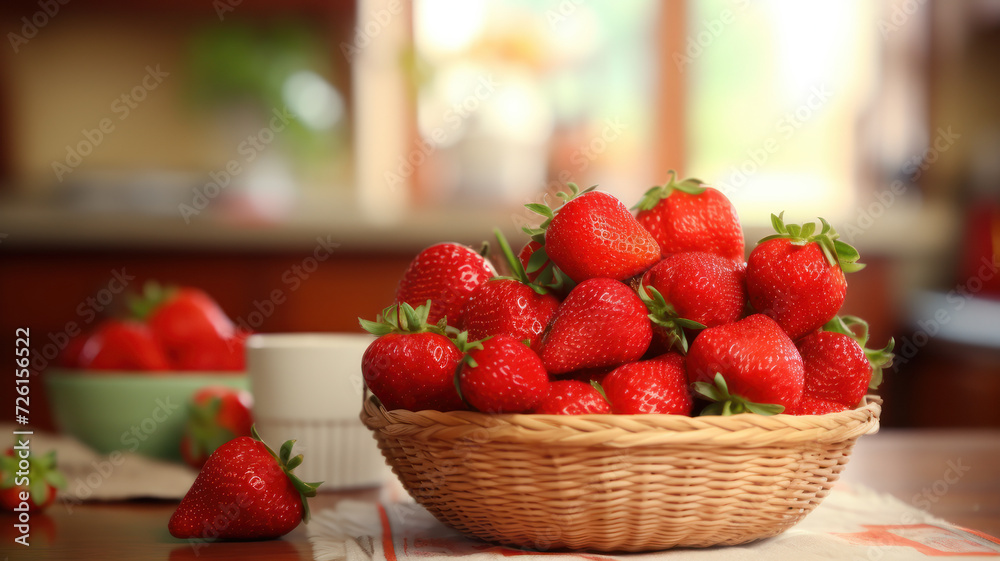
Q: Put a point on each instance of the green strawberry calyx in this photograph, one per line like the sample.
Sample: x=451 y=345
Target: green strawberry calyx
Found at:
x=547 y=273
x=141 y=306
x=42 y=474
x=725 y=403
x=857 y=329
x=461 y=341
x=404 y=318
x=205 y=432
x=663 y=314
x=517 y=270
x=837 y=252
x=600 y=389
x=287 y=463
x=654 y=195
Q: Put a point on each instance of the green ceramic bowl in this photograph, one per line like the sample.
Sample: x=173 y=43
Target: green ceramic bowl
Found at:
x=136 y=412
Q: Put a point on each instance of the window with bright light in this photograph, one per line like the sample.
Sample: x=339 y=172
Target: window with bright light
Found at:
x=776 y=92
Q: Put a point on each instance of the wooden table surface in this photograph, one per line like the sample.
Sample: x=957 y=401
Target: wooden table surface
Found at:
x=952 y=474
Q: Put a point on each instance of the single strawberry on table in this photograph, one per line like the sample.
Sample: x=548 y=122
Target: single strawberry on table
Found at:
x=216 y=415
x=446 y=274
x=244 y=492
x=691 y=216
x=412 y=364
x=602 y=322
x=508 y=305
x=122 y=345
x=692 y=290
x=28 y=481
x=657 y=385
x=502 y=375
x=592 y=235
x=796 y=276
x=839 y=369
x=750 y=365
x=572 y=397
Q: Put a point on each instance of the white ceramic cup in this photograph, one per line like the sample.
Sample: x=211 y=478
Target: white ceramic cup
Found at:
x=308 y=387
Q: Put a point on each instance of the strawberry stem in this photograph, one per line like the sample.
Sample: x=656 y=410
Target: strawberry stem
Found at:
x=287 y=464
x=725 y=403
x=654 y=195
x=837 y=253
x=663 y=314
x=403 y=318
x=141 y=306
x=517 y=270
x=879 y=359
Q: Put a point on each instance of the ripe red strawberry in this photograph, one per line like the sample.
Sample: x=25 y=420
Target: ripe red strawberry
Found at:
x=838 y=368
x=123 y=345
x=601 y=323
x=690 y=216
x=412 y=364
x=704 y=289
x=216 y=415
x=658 y=385
x=797 y=276
x=593 y=235
x=752 y=362
x=508 y=305
x=194 y=331
x=33 y=488
x=572 y=397
x=244 y=492
x=502 y=375
x=816 y=406
x=446 y=274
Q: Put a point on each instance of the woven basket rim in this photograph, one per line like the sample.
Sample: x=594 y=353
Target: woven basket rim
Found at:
x=625 y=430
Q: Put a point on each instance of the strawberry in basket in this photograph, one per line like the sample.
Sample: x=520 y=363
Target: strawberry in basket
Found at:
x=796 y=276
x=412 y=363
x=446 y=274
x=690 y=216
x=513 y=306
x=839 y=369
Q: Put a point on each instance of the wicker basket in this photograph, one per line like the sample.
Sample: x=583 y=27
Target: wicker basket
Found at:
x=617 y=482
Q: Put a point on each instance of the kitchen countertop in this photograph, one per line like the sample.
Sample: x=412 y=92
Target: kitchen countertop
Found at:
x=952 y=474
^^^^^^^^^^^^^^^^
*BRIEF*. Rewrite all of the lines above, replacing "photograph" with "image" and changing nothing else. Omit the pictures from your output.

*RESULT FOR THIS EXERCISE*.
Q: Put a point on each instance of the green strawberry calyx in this image, one per line like the sample.
Sample: x=451 y=345
Target: green strawberry calyx
Found at:
x=547 y=273
x=141 y=306
x=42 y=474
x=725 y=403
x=857 y=329
x=461 y=341
x=404 y=318
x=205 y=432
x=663 y=314
x=517 y=270
x=837 y=252
x=600 y=389
x=287 y=463
x=654 y=195
Q: Put a point on each instance of the green ceramic bowl in this image, one per line like the sample.
Sample: x=173 y=43
Target: green ceramic bowl
Found at:
x=136 y=412
Q: Put a point on each instance of the window with bright light in this image, one per line like the sample.
Sample: x=339 y=172
Target: window with bright light
Found at:
x=776 y=92
Q: Put a point on each instance of the wooden table surface in this image, one per line like the sample.
Sample: x=957 y=401
Target: wooden table surface
Found at:
x=952 y=474
Q: Put a point on each instance of the single strawberry on table in this image, one per line like the sample.
Sample: x=548 y=122
Target: single strawberry on table
Found at:
x=216 y=415
x=446 y=274
x=244 y=492
x=691 y=216
x=412 y=364
x=602 y=322
x=508 y=305
x=122 y=345
x=692 y=290
x=28 y=481
x=657 y=385
x=502 y=375
x=592 y=235
x=796 y=276
x=839 y=369
x=750 y=365
x=572 y=397
Q: Put a point on each instance of the white ceramic cup in this image, one per line like the sample.
Sample: x=211 y=478
Target: white ceramic cup
Found at:
x=308 y=387
Q: Put a point on each instance of the strawberry stem in this image, one per line like the sample.
Sample: x=656 y=410
Target: strawberry stem
Found at:
x=287 y=464
x=725 y=403
x=654 y=195
x=837 y=253
x=663 y=314
x=403 y=318
x=141 y=306
x=517 y=270
x=879 y=359
Q: Put a point on each instance of the ripe red strawberry in this image, one per line like the sample.
Sample: x=25 y=420
Target: ripe red strawberry
Found at:
x=838 y=368
x=123 y=345
x=601 y=323
x=690 y=216
x=412 y=364
x=704 y=289
x=216 y=415
x=658 y=385
x=797 y=276
x=593 y=235
x=752 y=362
x=508 y=305
x=194 y=331
x=33 y=488
x=572 y=397
x=244 y=492
x=502 y=375
x=816 y=406
x=446 y=274
Q: Put a point on each instance of the woven basket rim in this image, one per line like the sample.
Sample: x=594 y=353
Target: woven basket rim
Found at:
x=625 y=430
Q: Put a point on each instance of the strawberry in basket in this image, one per line like the sample.
Sample: x=520 y=363
Target: strawberry in basket
Found at:
x=796 y=276
x=412 y=363
x=446 y=274
x=690 y=216
x=513 y=306
x=839 y=369
Q: Put a point on each instance of the wicker basket in this image, one per line like the sample.
Sample: x=583 y=27
Target: wicker basket
Found at:
x=617 y=482
Q: Put a point on each instance of the kitchen countertop in this image, one per line like the sample.
Sample: x=412 y=92
Target: kitchen countertop
Found at:
x=952 y=474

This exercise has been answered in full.